PROBLEM REQUIREMENTS ->
Below are the records; copy every line in them that holds the string "white".

(Natural language region descriptions)
☆ ☆ ☆ ☆

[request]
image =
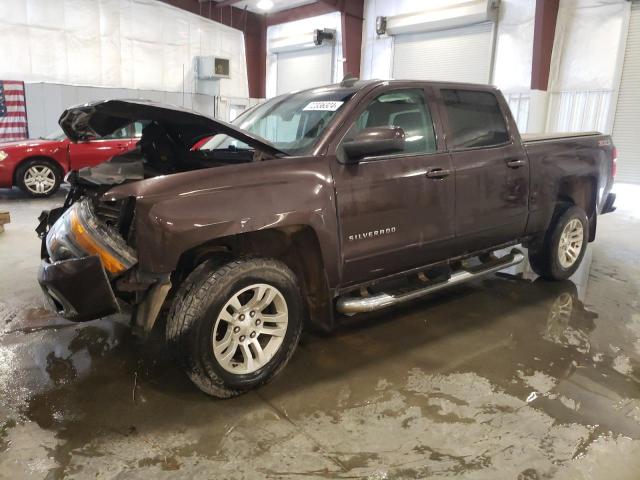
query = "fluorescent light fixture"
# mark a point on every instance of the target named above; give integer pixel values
(265, 5)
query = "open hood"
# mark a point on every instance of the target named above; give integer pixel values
(185, 126)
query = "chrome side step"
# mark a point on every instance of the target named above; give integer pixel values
(350, 305)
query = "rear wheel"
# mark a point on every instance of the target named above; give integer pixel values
(39, 177)
(234, 327)
(563, 247)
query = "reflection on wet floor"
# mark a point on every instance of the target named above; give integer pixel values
(507, 377)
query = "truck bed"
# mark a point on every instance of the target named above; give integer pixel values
(543, 137)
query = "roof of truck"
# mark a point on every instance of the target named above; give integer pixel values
(357, 84)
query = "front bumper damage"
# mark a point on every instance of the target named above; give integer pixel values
(78, 288)
(608, 206)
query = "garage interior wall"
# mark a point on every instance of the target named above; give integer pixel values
(111, 49)
(305, 67)
(387, 56)
(585, 65)
(627, 114)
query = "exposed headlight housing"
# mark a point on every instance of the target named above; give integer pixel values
(78, 233)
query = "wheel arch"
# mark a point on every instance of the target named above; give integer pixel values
(298, 246)
(581, 192)
(49, 159)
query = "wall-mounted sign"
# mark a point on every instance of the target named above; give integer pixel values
(210, 68)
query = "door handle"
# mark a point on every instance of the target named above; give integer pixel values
(438, 173)
(516, 163)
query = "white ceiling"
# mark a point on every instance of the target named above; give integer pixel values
(277, 5)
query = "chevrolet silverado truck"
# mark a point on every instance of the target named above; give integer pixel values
(331, 201)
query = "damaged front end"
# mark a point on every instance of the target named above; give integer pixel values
(89, 265)
(83, 252)
(89, 245)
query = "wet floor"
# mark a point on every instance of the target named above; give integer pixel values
(508, 377)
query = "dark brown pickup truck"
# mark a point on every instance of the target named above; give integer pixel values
(346, 198)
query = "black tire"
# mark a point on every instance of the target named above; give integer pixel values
(195, 310)
(43, 164)
(545, 259)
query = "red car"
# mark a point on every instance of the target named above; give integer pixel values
(38, 166)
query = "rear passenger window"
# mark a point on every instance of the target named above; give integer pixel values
(475, 119)
(406, 109)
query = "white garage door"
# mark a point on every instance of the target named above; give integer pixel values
(627, 118)
(302, 69)
(457, 55)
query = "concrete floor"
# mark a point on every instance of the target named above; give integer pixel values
(508, 377)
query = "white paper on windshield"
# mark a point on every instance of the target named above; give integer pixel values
(326, 106)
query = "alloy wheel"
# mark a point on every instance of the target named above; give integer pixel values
(250, 328)
(39, 179)
(570, 244)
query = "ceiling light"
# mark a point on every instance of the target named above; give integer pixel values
(265, 5)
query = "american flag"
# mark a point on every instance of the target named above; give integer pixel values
(13, 111)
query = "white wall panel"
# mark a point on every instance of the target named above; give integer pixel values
(457, 55)
(47, 101)
(579, 111)
(298, 70)
(143, 44)
(331, 21)
(627, 116)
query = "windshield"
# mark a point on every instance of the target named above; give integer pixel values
(57, 135)
(292, 123)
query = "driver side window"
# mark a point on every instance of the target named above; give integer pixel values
(406, 109)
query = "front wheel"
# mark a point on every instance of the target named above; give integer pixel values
(39, 177)
(563, 247)
(234, 327)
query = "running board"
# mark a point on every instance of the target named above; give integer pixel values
(351, 305)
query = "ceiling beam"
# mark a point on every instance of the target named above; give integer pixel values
(543, 36)
(226, 3)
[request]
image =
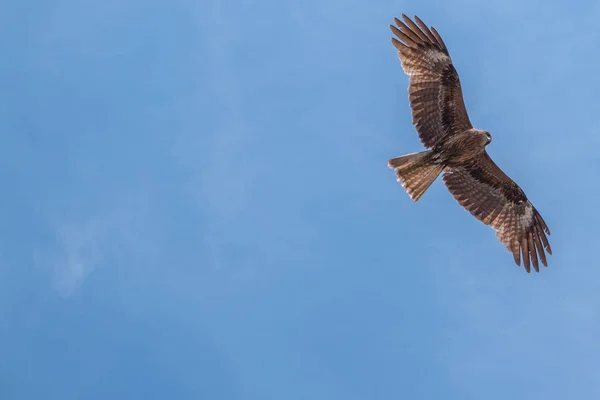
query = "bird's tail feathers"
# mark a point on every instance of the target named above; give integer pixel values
(416, 172)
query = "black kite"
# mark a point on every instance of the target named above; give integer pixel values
(458, 150)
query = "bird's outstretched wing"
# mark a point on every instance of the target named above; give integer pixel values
(495, 199)
(434, 90)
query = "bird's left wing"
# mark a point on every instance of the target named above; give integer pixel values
(435, 94)
(496, 200)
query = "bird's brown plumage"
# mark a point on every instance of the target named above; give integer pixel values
(457, 149)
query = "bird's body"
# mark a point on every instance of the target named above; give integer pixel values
(458, 150)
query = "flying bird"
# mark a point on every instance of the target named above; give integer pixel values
(457, 149)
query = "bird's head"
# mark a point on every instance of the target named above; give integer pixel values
(486, 138)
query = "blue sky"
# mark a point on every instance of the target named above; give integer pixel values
(197, 204)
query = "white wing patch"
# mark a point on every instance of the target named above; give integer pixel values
(437, 56)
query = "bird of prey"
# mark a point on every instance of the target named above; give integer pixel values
(457, 149)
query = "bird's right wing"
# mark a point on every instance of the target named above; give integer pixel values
(435, 94)
(496, 200)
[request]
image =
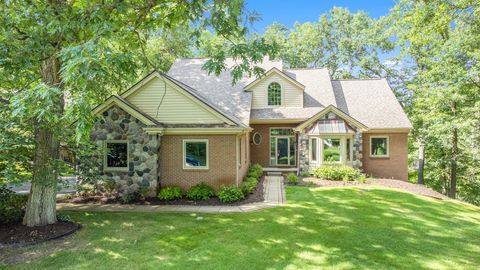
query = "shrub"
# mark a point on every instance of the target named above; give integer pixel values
(292, 179)
(306, 174)
(255, 171)
(170, 193)
(12, 206)
(127, 198)
(201, 191)
(230, 194)
(336, 172)
(249, 184)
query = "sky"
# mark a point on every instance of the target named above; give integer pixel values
(287, 12)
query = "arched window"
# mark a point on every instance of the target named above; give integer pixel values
(274, 94)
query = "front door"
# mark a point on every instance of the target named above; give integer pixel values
(283, 153)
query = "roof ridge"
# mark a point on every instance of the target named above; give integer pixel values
(359, 79)
(306, 68)
(205, 100)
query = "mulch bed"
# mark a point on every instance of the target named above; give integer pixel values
(389, 183)
(18, 235)
(257, 196)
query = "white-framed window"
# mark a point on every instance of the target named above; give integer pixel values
(116, 155)
(274, 94)
(332, 150)
(195, 154)
(314, 149)
(348, 146)
(257, 138)
(379, 146)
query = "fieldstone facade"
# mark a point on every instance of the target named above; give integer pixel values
(142, 175)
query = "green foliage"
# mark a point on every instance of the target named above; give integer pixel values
(64, 218)
(306, 174)
(255, 171)
(170, 193)
(126, 198)
(292, 179)
(230, 194)
(249, 185)
(442, 103)
(200, 191)
(12, 206)
(336, 172)
(348, 44)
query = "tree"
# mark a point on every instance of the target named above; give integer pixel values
(348, 44)
(62, 56)
(440, 39)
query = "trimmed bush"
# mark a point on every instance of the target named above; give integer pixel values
(230, 194)
(249, 185)
(292, 179)
(336, 172)
(255, 171)
(170, 193)
(12, 206)
(200, 191)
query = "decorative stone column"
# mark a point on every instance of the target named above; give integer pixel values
(142, 174)
(357, 150)
(304, 162)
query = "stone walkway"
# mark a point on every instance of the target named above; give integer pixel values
(274, 196)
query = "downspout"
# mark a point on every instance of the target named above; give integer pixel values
(298, 153)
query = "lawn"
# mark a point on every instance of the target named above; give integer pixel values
(338, 228)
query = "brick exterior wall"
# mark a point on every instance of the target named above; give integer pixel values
(244, 156)
(261, 153)
(222, 162)
(396, 165)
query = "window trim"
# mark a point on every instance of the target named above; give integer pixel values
(115, 169)
(281, 95)
(342, 147)
(259, 135)
(388, 146)
(270, 136)
(184, 146)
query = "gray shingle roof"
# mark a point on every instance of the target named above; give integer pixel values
(370, 101)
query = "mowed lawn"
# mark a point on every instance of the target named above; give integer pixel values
(338, 228)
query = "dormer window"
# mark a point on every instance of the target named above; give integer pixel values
(274, 94)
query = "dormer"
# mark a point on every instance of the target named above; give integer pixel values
(276, 89)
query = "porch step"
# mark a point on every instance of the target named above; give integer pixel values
(278, 171)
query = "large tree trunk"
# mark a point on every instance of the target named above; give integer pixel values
(453, 173)
(41, 205)
(421, 162)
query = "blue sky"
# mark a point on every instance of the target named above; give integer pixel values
(288, 12)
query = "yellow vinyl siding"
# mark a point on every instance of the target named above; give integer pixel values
(292, 95)
(176, 107)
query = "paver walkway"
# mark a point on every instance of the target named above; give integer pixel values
(274, 196)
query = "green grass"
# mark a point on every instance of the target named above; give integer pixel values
(339, 228)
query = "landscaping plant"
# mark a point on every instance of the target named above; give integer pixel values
(336, 172)
(200, 191)
(249, 185)
(170, 193)
(229, 194)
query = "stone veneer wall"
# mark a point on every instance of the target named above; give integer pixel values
(303, 147)
(116, 124)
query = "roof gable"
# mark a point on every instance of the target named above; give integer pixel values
(171, 102)
(335, 110)
(126, 106)
(270, 73)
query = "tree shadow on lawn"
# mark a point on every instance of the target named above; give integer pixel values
(319, 228)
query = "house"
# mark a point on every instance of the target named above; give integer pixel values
(187, 127)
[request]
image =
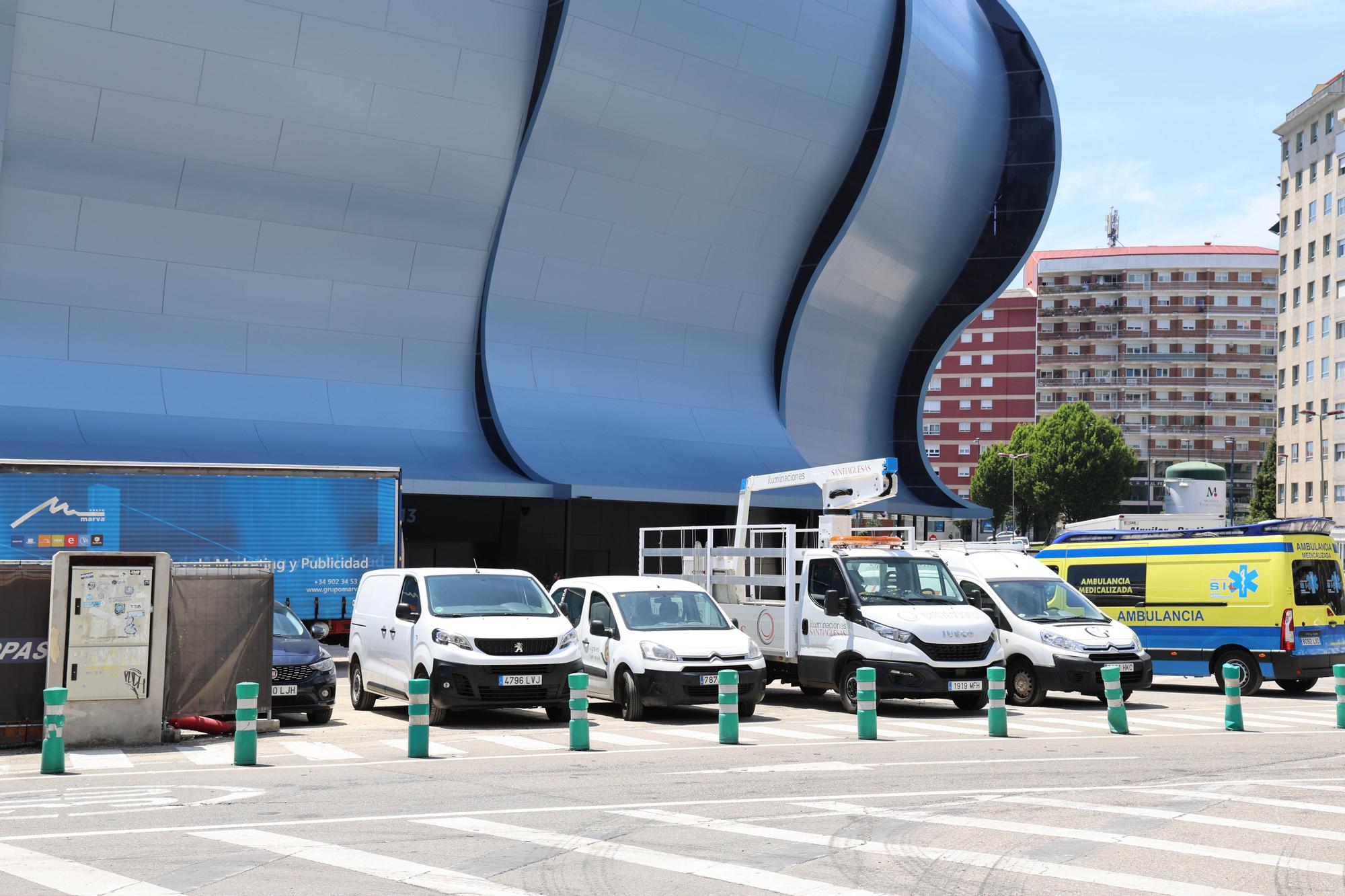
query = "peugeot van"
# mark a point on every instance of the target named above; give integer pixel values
(1052, 635)
(485, 638)
(658, 642)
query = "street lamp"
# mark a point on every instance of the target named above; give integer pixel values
(1013, 483)
(1321, 455)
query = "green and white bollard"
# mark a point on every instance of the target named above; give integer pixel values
(54, 727)
(1340, 694)
(418, 719)
(1234, 690)
(730, 706)
(867, 701)
(579, 710)
(996, 710)
(1116, 700)
(245, 723)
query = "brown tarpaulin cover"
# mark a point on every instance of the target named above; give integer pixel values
(219, 635)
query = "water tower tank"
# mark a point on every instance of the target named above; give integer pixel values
(1195, 487)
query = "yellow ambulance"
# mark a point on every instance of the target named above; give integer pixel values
(1265, 596)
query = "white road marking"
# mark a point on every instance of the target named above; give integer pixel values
(436, 748)
(318, 751)
(730, 873)
(71, 877)
(215, 754)
(938, 854)
(1335, 869)
(622, 740)
(777, 731)
(884, 731)
(440, 880)
(1196, 818)
(89, 759)
(1256, 801)
(514, 741)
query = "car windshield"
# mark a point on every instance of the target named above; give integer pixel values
(902, 580)
(488, 595)
(286, 623)
(1046, 600)
(664, 610)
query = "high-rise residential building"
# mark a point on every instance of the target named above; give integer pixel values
(1309, 372)
(1175, 343)
(983, 388)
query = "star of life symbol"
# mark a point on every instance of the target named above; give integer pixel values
(1243, 580)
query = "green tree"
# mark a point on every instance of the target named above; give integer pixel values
(1264, 487)
(1081, 466)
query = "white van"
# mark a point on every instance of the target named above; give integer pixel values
(1052, 635)
(485, 638)
(658, 642)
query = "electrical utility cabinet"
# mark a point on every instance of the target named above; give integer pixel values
(108, 645)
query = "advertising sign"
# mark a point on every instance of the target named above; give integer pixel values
(319, 533)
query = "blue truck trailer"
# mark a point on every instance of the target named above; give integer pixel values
(319, 528)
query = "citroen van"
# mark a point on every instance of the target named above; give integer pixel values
(485, 638)
(658, 642)
(1052, 635)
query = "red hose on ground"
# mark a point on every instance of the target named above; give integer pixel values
(202, 724)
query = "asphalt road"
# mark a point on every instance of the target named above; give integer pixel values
(934, 806)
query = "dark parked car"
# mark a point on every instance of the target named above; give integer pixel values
(303, 676)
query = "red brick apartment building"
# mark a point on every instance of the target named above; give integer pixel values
(984, 388)
(1175, 343)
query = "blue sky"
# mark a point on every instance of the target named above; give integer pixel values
(1167, 111)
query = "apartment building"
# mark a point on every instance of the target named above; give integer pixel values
(983, 388)
(1175, 343)
(1312, 159)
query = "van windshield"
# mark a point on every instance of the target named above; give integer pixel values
(665, 610)
(488, 595)
(1046, 600)
(902, 580)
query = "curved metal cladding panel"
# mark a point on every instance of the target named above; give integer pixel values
(677, 167)
(953, 205)
(243, 232)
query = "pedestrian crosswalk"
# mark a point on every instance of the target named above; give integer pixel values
(1210, 838)
(310, 747)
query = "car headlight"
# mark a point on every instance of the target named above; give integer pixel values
(450, 638)
(1063, 643)
(890, 633)
(657, 651)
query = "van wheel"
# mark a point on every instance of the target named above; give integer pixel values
(631, 706)
(1024, 685)
(360, 698)
(1247, 667)
(438, 715)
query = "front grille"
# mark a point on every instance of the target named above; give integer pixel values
(956, 653)
(290, 673)
(516, 646)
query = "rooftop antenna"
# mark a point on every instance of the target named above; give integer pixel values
(1113, 228)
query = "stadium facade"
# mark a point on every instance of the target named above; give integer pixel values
(571, 249)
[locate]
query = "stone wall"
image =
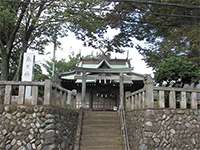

☆ ☆ ☆ ☆

TASK OUTPUT ->
query = "white ceiling"
query = "white garage door"
query = "white paper on windshield"
query = "white wall panel"
query = "white wing patch"
query = "white-framed window"
query = "green and white bollard"
query = "white road marking"
query = "white van"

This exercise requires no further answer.